-- begin EXERCISE DATA --

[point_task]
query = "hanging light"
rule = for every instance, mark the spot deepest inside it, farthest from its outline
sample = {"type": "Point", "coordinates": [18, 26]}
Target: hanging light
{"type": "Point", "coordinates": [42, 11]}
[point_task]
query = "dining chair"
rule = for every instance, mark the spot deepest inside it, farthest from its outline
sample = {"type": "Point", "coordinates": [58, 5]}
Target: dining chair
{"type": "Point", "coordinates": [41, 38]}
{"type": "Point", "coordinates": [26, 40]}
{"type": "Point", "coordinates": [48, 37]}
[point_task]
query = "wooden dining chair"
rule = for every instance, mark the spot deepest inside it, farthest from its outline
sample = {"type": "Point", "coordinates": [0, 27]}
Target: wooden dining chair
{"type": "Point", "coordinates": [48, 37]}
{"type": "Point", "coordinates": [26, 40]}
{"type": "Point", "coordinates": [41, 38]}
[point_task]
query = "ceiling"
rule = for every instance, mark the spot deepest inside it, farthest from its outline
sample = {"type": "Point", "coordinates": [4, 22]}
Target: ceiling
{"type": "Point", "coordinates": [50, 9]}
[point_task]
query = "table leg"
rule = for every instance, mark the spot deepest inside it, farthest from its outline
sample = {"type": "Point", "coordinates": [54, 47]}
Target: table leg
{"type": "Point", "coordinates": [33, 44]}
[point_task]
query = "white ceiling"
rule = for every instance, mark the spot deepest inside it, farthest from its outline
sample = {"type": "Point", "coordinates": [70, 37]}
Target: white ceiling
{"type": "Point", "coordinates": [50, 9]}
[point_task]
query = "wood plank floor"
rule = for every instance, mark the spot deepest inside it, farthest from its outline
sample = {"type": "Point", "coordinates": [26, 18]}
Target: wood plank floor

-- end EXERCISE DATA --

PROBLEM DESCRIPTION:
Retype the material above, line by line, exactly.

TASK OUTPUT:
[point_task]
query = "hanging light"
rule = for every instance, mark the spot deepest inside it, farthest from its outline
sample = {"type": "Point", "coordinates": [18, 26]}
Target: hanging light
{"type": "Point", "coordinates": [42, 11]}
[point_task]
query = "dining chair"
rule = for every instance, mark the spot deepest inside it, farthest from its outline
sample = {"type": "Point", "coordinates": [58, 5]}
Target: dining chair
{"type": "Point", "coordinates": [41, 38]}
{"type": "Point", "coordinates": [26, 40]}
{"type": "Point", "coordinates": [48, 37]}
[point_task]
query = "wooden dining chair"
rule = for every instance, mark the spot deepest inside it, farthest from its outline
sample = {"type": "Point", "coordinates": [0, 27]}
Target: wooden dining chair
{"type": "Point", "coordinates": [48, 37]}
{"type": "Point", "coordinates": [26, 40]}
{"type": "Point", "coordinates": [41, 38]}
[point_task]
query = "ceiling"
rule = for every instance, mark the spot deepest inside it, farthest from its outline
sample = {"type": "Point", "coordinates": [4, 22]}
Target: ceiling
{"type": "Point", "coordinates": [50, 9]}
[point_task]
query = "table leg"
rule = for every instance, mark the spot deepest inside it, farthest from its outline
sample = {"type": "Point", "coordinates": [54, 47]}
Target: table leg
{"type": "Point", "coordinates": [33, 44]}
[point_task]
query = "white ceiling"
rule = for every instance, mark the spot deepest inside it, farthest from its outline
sample = {"type": "Point", "coordinates": [70, 37]}
Target: white ceiling
{"type": "Point", "coordinates": [50, 9]}
[point_task]
query = "wood plank floor"
rule = for every instance, mark the spot deepest inside it, farthest from its outline
sample = {"type": "Point", "coordinates": [26, 18]}
Target: wood plank floor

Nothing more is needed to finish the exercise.